Document section:
┄┄┄┄┄┄┄┄┄┄┄┄┄┄┄┄┄┄┄┄

Otago Central Rail Trail – A Winter Adventure
I warned that there would be at least one point of the trip that I would completely lose it, and possible throw my bike down on the trail and yell ‘That’s it! I’ve had enough.’
He replied ‘Well that’s fine, but if that happens I wil remind you that this was your idea.’
And it was – doing the Central Otago Rail Trail in the middle of winter actually was my idea. You wouldn’t guess it was my suggetion, as one of us owns three bikes and cycles 40km to work most days, and one of us doesnt and let’s just say I can barely tell my spokes from my rims…
When we’d brainstormed where to go for a New Zealand based winter holiday, the Otago Rail Trail came to mind quickly as I wanted a trip that offered a bit of adventure (winter seemed an unusual time to do the trail, so it ticked that box), space and isolation from our city lives (no one but sheep for miles down there, tick) and #exercise without danger(150km of #cycling on a gravel path- tick tick).
And so the planning began. Our trip would be in the middle of August, the deepest, darkest part of the winter and therefore the Trail off-season. Many tour and accommodation providers close in August as there are such low numbers of trail riders then. Apparently as many as 80% of the Trail visitors do it around Easter. Below is a graph showing the time of year of those who did the Trail in 2008/2009. See that sad little sliver in the middle of the graph? That’s when we did it….

┄┄┄┄┄┄┄┄┄┄┄┄┄┄┄┄┄┄┄┄

Supplied information:

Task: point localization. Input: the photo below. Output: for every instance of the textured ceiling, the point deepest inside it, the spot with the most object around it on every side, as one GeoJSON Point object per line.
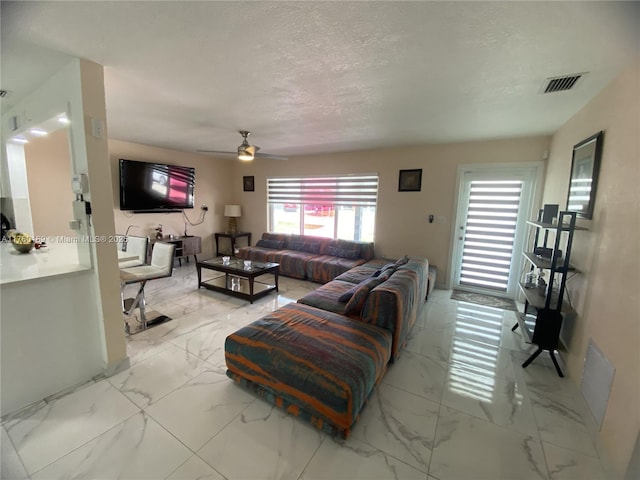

┄┄┄┄┄┄┄┄┄┄┄┄┄┄┄┄┄┄┄┄

What to work on: Write out the stretch of the rail trail post from "And so the planning" through "we did it….". The lines play no part in what follows.

Solution to this problem:
And so the planning began. Our trip would be in the middle of August, the deepest, darkest part of the winter and therefore the Trail off-season. Many tour and accommodation providers close in August as there are such low numbers of trail riders then. Apparently as many as 80% of the Trail visitors do it around Easter. Below is a graph showing the time of year of those who did the Trail in 2008/2009. See that sad little sliver in the middle of the graph? That’s when we did it….